_What the task asks:_ Please rewrite the records below with "keypoint" changed to "marker" everywhere and nothing else altered. Leave the pictures out of your version.

>> Start Supplied data

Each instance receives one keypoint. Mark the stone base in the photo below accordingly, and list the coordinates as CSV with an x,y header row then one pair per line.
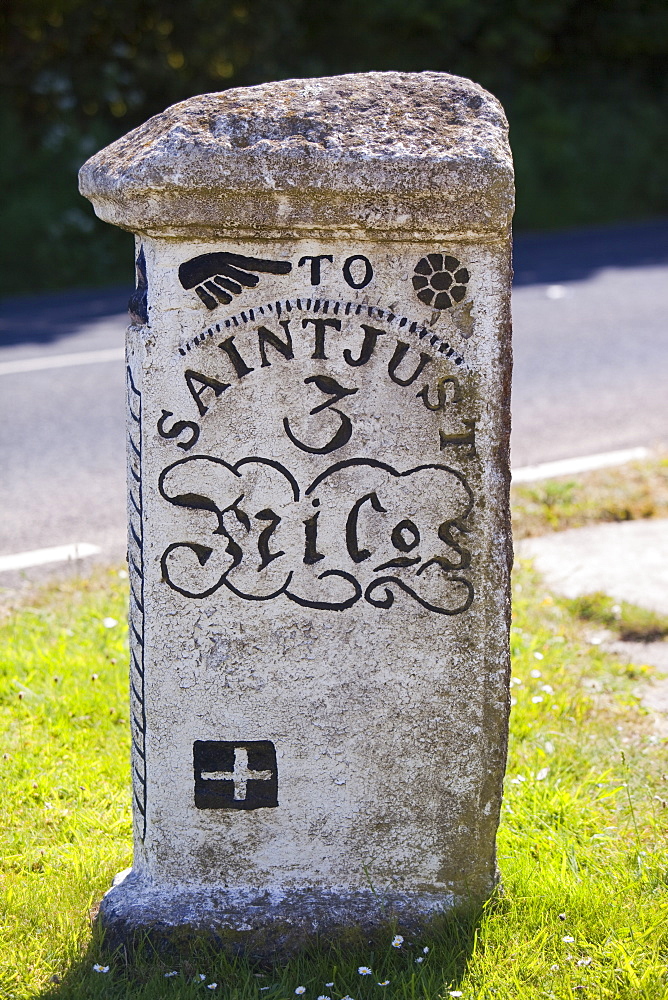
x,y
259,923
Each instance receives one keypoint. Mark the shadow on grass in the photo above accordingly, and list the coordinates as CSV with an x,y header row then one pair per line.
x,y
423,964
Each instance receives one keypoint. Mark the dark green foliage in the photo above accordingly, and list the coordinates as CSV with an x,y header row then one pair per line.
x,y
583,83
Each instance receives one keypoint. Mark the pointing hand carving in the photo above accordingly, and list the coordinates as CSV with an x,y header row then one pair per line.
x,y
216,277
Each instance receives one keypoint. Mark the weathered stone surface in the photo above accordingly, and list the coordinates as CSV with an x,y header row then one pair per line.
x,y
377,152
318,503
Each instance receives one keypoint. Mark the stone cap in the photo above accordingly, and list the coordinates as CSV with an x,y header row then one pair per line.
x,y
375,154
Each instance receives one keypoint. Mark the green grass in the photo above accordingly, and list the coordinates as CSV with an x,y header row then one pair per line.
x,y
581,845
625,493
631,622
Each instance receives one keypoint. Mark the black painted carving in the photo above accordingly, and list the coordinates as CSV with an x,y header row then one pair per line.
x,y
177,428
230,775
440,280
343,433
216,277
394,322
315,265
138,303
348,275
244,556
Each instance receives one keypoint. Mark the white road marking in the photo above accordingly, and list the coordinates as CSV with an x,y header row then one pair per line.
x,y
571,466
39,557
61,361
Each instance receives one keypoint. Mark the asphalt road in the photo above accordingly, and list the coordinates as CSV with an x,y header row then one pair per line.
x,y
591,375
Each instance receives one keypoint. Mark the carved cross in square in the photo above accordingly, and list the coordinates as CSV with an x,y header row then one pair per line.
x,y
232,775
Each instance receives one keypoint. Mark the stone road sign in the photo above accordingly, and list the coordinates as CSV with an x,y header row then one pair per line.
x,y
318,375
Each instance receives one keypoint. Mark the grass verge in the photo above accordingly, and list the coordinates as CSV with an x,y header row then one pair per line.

>> End Supplied data

_Task answer:_
Each instance receives one marker. Mark the stone base in the photo below accordingly, and list the coordinates as CSV with an x,y header row then one pair per line.
x,y
259,923
Each instance receives one marker. Mark the shadow on grass in the photo above accordingly, and list the coordinates as CSV with an x,y header row then one pair per line.
x,y
423,964
Each instance receives one marker. Mark the dark green foliage in the photo above accordingly, and list the coordinates as CSV with an x,y header row then one pair per line.
x,y
583,83
Each instance receives one marker. Mark the pointing hand carving in the photo above accordingly, and list the coordinates as CSV with an x,y header row then one pair per line.
x,y
216,277
Each instance receives one marker. Mark the weathered stone surface in the photo above accordingly, and list the coordinates as CSV with an x,y header row then one pair per line.
x,y
377,152
318,503
Each instance receives one marker. Mark the stone cap in the photo above accordingly, and list the coordinates as CSV with an x,y header row then one pair per line.
x,y
375,154
Each instance receives one marker. Mark the green grass in the photo above accordingly, and list the coordinates as CSV with an x,y header row then one pair per line.
x,y
581,845
625,493
631,622
Each instance receives one marker. Mark the black painted carving in the photo above accordingly, and list the coordinates as CSV with an x,y header row then one pair per line.
x,y
177,428
230,775
440,280
343,433
216,277
394,322
315,265
138,303
348,275
244,556
Each instance receives one marker. Mark the white road marking in the photo above accordingly, and list the coordinates as CSV with an x,y header row then one pair per line.
x,y
571,466
39,557
61,361
Each instance receives one marker. Mark the asphalt road in the photo above accordingly, and list the coordinates as CSV with an x,y header row then one pair per line.
x,y
591,375
Each instance receives one marker. Mark the carved cross in square in the photo above accordingly, and list the coordinates as CSV with an x,y header row then one pair per line.
x,y
232,775
Each instance receives one marker. Mark the stone road sign in the photo above accordingly, and list the coordinates as CSV with an x,y header row then one pair per line.
x,y
318,375
Each instance receives one marker. Mark the grass verge in the photo above accordingly, and list the coordinates as CSV with an x,y header row then one pair per line.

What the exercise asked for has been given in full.